__Written task__:
State how many lines in the items below contain the string "window", matching case exactly. Reply with the number only.

__Records supplied__:
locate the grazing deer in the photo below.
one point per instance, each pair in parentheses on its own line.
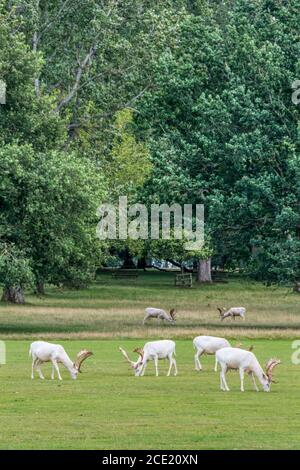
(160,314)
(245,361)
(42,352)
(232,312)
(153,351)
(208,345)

* * *

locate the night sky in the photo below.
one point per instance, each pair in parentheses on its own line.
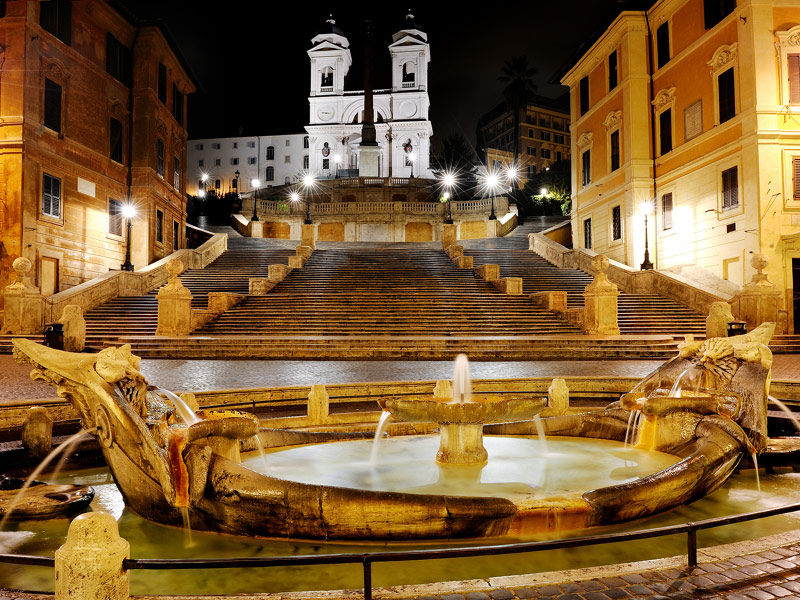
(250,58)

* * *

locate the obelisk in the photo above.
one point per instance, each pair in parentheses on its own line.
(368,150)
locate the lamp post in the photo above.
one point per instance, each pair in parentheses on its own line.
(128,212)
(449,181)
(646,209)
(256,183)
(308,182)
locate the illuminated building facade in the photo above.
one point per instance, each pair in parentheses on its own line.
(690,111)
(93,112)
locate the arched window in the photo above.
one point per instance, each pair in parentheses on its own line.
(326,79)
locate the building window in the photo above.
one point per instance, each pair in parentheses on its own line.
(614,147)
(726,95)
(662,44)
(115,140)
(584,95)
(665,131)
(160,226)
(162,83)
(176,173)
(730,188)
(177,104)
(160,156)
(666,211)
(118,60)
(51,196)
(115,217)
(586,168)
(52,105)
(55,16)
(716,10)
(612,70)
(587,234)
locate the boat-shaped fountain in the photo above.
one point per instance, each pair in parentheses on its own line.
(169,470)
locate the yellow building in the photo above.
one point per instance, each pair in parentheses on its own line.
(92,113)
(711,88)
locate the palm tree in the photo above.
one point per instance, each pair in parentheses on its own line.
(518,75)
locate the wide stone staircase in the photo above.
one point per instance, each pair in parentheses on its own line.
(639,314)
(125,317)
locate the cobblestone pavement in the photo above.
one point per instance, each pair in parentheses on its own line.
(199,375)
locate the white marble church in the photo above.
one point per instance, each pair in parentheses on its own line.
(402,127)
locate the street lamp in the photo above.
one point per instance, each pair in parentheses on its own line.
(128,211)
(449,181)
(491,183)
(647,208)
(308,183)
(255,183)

__Written answer__:
2